Fiscal Year 2020 Results:

Net income for the year was approximately $5.0 million, compared to approximately $1.8 million in the prior year. Net loss available to common stockholders and non-controlling OP Unitholders during the year was approximately $4.4 million, or $0.20 per share, compared to approximately $2.5 million, or $0.12 per share, in the prior year. AFFO for the year was approximately $14.3 million, an increase of approximately $3.1 million, or 27.3%, from the prior year, while AFFO per common share increased to approximately $0.64 for the current year, compared to $0.57 for the prior year. Common stock dividends declared for the year were approximately $0.54 per share, compared to approximately $0.53 per share in the prior year.

The increase in AFFO was primarily driven by additional lease revenues earned on recent acquisitions, partially offset by increases in preferred dividends (due to additional share issuances), related-party fees (partly due to a credit granted to us by our Adviser in the prior year), and interest expense (due to additional borrowings). On a same-property basis, revenue from fixed base rents were up by approximately 2.2% over last year. Revenue from participation rents were approximately $2.4 million, compared to approximately $2.3 million in the prior year. The slight year-over-year increase was primarily due to the participation rent component of one additional farm becoming active during 2020, partially offset by lease amendments on two other farms during the year, in which we decreased the participation rent component in exchange for higher fixed base cash rents. Excluding related-party fees, recurring core operating expenses decreased by approximately $820,000, or 21.2%, primarily due to additional expenses incurred during the prior year related to temporary generator rental costs to power newly-drilled wells on one of our properties.

Subsequent to December 31, 2020:

  • Portfolio Activity:
    • Leasing Activity-Lease Renewals: Extended the leases on two of our farms (one in CA and one in CO) that were originally scheduled to expire in 2021. In the aggregate, the new leases are expected to result in a decrease in annual net operating income of approximately $132,000, or 6.8%, from that of the prior leases.
    • Rent Collections: Collected all of the base cash rent amounts owed to us thus far in 2021 except for approximately $97,000 owed from two tenants, which amounts are expected to be collected in full during 2021.
  • Debt Activity:
    • New Long-term Borrowing: Secured a total of approximately $4.5 million of new, long-term borrowings from two different lenders. On a weighted-average basis, these loans will bear interest at an expected effective interest rate of 2.70% and are fixed for 7.4 years.
    • Issuance of Series D Term Preferred Stock and Redemption of Series A Term Preferred Stock: Completed a public offering of 5.00% Series D Cumulative Term Preferred Stock (the "Series D Term Preferred Stock"), whereby we sold a total of 2,415,000 shares for total net proceeds of approximately $58.5 million. Approximately $28.8 million of these proceeds were used to redeem all of our outstanding shares of 6.375% Series A Cumulative Term Preferred Stock (the "Series A Term Preferred Stock").
  • Equity Activity:
    • Series C Preferred Stock: Sold 313,646 shares of our Series C Preferred Stock for net proceeds of approximately $7.1 million.

WRITTEN INSTRUCTION —
Copy the passage of the results report starting with "Subsequent to December" and going on through "for 7.4 years.". The collection entries are unrelated material kept apart from the results report.

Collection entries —

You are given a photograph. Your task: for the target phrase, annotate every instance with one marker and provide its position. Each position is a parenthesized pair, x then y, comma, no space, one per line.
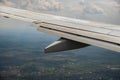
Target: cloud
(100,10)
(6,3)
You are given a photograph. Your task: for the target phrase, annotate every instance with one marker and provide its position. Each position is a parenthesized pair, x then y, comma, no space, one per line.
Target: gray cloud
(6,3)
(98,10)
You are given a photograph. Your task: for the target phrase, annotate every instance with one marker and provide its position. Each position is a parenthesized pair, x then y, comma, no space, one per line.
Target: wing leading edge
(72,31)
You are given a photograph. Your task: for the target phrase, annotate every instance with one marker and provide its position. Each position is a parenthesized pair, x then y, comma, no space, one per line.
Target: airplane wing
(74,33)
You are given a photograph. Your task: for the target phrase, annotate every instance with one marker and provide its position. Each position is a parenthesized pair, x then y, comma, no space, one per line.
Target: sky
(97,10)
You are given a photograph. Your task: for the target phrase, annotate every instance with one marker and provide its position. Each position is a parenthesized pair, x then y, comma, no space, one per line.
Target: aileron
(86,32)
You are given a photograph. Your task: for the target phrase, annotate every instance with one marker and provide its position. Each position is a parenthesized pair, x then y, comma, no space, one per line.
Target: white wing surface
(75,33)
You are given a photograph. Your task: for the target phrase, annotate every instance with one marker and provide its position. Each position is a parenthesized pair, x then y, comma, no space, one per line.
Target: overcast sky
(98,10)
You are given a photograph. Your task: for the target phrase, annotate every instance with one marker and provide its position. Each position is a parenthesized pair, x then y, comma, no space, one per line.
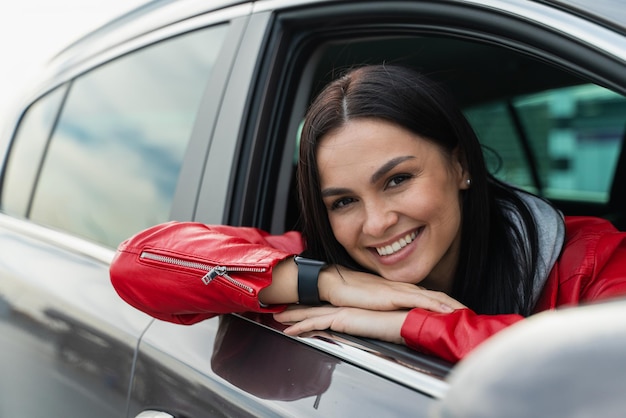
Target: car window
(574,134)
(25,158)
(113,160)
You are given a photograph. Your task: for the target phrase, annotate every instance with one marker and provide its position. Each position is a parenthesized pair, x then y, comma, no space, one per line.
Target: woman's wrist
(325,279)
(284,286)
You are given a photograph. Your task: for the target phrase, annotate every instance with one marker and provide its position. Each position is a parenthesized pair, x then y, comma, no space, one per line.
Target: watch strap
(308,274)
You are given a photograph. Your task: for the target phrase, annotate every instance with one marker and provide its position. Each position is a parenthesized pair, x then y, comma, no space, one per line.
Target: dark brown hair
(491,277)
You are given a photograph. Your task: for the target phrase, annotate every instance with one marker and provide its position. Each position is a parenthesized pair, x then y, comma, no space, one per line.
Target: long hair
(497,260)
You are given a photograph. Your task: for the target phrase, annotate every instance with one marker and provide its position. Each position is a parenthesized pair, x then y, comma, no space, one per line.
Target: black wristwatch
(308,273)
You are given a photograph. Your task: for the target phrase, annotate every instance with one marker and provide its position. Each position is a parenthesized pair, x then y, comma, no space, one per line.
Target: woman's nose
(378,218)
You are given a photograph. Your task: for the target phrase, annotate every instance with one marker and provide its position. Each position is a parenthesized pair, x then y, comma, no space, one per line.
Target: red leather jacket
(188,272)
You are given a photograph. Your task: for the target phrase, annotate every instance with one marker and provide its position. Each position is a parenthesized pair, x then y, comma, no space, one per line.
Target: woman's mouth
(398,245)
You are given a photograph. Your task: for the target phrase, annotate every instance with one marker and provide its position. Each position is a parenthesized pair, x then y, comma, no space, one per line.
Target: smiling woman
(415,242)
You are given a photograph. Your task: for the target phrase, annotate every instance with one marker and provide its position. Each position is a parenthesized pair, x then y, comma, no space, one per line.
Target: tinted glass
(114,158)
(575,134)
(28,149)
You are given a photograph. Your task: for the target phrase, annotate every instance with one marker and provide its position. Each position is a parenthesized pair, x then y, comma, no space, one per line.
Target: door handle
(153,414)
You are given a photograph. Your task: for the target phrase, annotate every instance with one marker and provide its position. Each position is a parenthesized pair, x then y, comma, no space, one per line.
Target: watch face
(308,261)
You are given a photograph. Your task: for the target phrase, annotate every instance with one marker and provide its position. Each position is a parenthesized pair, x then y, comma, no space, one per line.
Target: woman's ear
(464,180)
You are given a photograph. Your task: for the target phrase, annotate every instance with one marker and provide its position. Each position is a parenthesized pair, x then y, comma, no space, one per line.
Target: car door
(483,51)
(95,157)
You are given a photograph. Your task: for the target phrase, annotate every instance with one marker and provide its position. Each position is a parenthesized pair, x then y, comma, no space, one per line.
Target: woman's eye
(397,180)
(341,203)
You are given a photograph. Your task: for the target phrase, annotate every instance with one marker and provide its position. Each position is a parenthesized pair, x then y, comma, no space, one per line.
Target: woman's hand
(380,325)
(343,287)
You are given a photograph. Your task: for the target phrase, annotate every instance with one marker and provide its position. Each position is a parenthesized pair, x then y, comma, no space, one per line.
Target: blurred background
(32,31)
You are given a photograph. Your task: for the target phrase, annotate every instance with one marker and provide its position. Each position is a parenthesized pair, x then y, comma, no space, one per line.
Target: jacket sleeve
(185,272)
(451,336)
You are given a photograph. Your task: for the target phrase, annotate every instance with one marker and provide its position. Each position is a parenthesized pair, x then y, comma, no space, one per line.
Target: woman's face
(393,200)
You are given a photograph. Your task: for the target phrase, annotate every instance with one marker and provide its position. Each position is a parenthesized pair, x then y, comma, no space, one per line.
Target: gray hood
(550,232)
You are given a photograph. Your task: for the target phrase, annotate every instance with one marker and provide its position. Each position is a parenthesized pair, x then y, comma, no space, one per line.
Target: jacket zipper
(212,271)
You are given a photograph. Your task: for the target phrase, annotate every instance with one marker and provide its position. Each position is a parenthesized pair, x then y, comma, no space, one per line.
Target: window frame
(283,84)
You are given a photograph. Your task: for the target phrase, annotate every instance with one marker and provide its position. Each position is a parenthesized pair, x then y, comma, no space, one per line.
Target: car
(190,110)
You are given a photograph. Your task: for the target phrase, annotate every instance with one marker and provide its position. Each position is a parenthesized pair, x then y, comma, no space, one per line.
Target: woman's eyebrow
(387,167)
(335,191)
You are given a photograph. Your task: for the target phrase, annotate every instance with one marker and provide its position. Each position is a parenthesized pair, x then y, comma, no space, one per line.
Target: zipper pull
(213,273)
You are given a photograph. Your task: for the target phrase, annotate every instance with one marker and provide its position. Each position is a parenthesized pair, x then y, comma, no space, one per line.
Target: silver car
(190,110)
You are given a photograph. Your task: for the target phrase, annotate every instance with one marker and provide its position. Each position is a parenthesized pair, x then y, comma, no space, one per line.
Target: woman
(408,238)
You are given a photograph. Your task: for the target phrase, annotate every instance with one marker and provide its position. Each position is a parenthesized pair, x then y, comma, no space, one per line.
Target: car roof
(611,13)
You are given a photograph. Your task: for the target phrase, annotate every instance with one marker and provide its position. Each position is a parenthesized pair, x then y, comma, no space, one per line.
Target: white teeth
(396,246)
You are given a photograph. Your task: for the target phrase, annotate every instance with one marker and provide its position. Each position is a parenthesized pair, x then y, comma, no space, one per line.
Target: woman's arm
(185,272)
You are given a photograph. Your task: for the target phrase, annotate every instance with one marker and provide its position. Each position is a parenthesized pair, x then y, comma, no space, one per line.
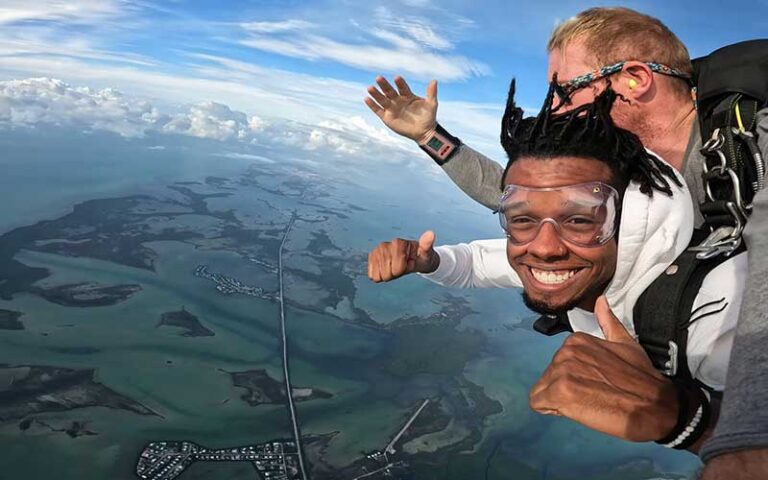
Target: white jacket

WRITTEN RESPONSE —
Subsequent to December 31, 2020:

  • Portfolio Activity:
    • Leasing Activity-Lease Renewals: Extended the leases on two of our farms (one in CA and one in CO) that were originally scheduled to expire in 2021. In the aggregate, the new leases are expected to result in a decrease in annual net operating income of approximately $132,000, or 6.8%, from that of the prior leases.
    • Rent Collections: Collected all of the base cash rent amounts owed to us thus far in 2021 except for approximately $97,000 owed from two tenants, which amounts are expected to be collected in full during 2021.
  • Debt Activity:
    • New Long-term Borrowing: Secured a total of approximately $4.5 million of new, long-term borrowings from two different lenders. On a weighted-average basis, these loans will bear interest at an expected effective interest rate of 2.70% and are fixed for 7.4 years.